#### DESCRIPTION OF THE TASK
Below are the records. Restate word for word every line from the one that contains "In this exercise you will label the white cloud" through the final line, both included.

#### PROVIDED INFORMATION
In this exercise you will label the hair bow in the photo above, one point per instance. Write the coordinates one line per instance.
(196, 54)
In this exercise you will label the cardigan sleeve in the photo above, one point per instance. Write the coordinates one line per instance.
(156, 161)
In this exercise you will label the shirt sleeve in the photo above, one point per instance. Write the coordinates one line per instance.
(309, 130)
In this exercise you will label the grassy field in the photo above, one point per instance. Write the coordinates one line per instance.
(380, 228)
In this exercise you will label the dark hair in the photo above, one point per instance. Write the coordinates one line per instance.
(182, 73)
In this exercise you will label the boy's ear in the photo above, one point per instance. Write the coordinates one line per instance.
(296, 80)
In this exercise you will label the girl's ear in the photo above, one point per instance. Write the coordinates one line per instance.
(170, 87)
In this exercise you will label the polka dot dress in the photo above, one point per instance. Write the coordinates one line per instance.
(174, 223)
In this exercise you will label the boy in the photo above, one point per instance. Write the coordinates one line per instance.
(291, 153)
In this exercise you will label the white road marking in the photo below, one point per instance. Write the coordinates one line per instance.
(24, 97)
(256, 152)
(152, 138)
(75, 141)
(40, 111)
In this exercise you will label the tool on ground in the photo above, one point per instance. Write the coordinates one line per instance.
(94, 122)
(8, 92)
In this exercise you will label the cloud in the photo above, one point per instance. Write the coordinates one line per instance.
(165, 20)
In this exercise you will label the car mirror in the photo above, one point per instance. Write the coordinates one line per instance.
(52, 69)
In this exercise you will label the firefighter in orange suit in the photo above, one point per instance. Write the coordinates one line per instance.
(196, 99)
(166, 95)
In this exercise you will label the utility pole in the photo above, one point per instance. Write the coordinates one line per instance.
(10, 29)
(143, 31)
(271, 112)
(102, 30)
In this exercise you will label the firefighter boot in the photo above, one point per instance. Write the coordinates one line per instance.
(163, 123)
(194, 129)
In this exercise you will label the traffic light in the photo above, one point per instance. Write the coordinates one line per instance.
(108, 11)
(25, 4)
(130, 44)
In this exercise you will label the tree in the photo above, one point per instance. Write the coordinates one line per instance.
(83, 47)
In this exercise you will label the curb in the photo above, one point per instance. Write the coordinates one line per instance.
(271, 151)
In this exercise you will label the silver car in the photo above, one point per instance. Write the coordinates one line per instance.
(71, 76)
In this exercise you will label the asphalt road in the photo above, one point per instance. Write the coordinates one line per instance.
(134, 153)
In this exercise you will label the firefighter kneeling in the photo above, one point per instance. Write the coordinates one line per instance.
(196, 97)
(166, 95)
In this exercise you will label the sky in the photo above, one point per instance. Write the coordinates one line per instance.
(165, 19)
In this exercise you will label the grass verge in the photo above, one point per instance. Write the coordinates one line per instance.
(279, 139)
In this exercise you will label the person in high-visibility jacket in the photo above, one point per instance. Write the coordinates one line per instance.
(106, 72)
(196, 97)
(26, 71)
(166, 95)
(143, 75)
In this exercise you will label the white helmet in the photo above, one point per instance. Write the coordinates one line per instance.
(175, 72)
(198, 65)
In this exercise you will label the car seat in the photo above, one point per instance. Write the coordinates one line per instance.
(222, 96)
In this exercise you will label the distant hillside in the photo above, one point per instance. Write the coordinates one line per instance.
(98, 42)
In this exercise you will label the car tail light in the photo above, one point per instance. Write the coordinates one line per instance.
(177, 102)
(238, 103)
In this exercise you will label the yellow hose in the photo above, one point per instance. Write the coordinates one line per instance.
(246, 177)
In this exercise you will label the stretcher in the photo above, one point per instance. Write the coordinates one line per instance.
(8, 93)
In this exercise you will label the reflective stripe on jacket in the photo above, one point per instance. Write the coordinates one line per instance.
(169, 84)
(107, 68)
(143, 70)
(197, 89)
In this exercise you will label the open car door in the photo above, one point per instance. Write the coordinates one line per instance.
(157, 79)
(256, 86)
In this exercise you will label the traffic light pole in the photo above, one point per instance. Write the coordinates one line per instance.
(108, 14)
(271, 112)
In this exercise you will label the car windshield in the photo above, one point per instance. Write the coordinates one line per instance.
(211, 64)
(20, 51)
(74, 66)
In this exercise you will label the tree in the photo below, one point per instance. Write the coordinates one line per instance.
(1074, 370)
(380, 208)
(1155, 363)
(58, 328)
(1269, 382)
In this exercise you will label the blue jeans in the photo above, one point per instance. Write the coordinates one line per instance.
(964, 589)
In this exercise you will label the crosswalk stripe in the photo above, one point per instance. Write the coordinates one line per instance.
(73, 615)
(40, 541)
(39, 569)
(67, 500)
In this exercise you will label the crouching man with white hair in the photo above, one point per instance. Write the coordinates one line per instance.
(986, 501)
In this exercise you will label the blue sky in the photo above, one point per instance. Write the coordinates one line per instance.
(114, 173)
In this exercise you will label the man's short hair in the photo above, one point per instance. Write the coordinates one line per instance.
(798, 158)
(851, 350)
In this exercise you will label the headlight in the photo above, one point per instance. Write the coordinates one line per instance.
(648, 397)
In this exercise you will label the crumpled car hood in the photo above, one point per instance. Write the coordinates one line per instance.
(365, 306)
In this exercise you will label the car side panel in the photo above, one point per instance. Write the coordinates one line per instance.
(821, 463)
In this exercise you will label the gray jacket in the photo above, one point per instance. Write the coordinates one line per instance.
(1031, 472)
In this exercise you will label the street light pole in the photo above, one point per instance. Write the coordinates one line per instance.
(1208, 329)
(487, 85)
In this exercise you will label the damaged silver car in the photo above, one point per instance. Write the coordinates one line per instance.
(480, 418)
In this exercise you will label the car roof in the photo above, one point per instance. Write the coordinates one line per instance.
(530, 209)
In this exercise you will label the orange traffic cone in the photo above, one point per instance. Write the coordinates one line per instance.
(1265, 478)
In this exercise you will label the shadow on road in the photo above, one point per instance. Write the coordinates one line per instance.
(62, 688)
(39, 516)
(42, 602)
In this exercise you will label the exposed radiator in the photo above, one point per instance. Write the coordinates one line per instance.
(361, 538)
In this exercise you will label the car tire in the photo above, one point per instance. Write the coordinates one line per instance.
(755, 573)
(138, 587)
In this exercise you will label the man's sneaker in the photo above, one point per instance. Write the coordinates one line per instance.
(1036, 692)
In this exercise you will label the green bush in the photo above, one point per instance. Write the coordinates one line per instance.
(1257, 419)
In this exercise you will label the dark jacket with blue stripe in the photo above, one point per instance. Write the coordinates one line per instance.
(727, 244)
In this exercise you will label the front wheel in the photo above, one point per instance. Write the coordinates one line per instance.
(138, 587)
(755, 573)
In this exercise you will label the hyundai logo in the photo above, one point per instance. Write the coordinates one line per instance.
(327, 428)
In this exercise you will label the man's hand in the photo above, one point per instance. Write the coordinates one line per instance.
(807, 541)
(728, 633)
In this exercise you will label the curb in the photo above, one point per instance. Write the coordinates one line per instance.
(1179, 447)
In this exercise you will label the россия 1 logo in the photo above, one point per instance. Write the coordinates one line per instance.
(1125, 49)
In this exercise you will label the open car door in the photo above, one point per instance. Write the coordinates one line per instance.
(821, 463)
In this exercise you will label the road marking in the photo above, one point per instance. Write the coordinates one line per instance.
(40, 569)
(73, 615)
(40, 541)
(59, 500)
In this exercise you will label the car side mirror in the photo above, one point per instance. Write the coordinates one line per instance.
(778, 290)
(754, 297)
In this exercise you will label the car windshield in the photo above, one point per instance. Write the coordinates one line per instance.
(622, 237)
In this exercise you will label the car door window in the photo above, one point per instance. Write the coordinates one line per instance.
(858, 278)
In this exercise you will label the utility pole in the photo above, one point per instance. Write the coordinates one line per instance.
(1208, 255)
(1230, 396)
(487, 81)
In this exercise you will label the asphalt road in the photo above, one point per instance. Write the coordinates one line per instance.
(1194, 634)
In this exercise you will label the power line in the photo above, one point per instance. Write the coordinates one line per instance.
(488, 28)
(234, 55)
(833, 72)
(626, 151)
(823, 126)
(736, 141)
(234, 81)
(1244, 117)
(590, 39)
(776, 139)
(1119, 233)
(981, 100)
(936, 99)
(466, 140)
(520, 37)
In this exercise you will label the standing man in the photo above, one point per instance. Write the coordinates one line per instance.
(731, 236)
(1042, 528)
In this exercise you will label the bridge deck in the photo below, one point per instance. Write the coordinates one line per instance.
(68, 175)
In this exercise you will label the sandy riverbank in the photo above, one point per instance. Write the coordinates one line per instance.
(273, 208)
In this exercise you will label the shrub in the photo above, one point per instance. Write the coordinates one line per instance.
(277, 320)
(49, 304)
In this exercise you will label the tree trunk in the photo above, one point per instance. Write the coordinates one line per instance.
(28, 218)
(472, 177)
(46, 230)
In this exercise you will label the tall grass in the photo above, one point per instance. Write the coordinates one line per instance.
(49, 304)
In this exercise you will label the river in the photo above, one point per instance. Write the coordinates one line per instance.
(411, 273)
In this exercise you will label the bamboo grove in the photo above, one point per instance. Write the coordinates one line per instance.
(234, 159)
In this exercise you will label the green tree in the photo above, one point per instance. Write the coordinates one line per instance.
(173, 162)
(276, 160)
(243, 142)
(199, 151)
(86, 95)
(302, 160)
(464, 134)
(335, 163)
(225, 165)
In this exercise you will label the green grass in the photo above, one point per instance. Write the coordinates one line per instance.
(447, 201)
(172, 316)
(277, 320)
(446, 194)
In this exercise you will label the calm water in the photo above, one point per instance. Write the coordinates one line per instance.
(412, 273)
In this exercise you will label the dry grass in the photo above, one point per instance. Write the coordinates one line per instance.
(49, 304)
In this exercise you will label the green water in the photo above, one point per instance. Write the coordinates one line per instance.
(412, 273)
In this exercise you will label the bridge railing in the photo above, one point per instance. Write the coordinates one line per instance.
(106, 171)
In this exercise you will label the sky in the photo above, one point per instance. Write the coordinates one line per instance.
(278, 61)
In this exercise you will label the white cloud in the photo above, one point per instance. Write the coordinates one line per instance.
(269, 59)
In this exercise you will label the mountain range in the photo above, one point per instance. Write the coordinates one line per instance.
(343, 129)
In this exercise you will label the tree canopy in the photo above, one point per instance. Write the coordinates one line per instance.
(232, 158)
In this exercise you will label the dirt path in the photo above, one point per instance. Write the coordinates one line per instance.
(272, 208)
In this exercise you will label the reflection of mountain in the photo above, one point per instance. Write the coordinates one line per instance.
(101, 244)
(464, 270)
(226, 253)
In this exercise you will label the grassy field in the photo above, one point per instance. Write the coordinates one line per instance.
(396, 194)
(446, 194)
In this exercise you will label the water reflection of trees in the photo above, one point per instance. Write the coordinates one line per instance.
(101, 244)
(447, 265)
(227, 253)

#### WRITTEN RESPONSE
In this exercise you will label the white cloud in the photo above, one point per instance. Write the coordinates one line per instance.
(269, 59)
In this exercise you will label the mountain range in the photo above, one point per instance. Write the coordinates one line per instance.
(343, 129)
In this exercise you will label the tree canopy in the photo above, one point per instance. Write the coordinates one line per instance.
(232, 158)
In this exercise you will label the dirt path in the photo above, one point per instance. Write the coordinates one line per instance.
(272, 208)
In this exercise you will label the reflection of mountain in the photo above, one point per instance. Write the coordinates one line per instance.
(101, 244)
(464, 270)
(226, 253)
In this exercise you will label the grassy field in the photo above, one point per instance. Write the coordinates one line per instance.
(396, 194)
(446, 194)
In this exercise you will label the water reflection of trees in the photo above, one point per instance. Write the coordinates one line per instance.
(101, 244)
(447, 265)
(227, 253)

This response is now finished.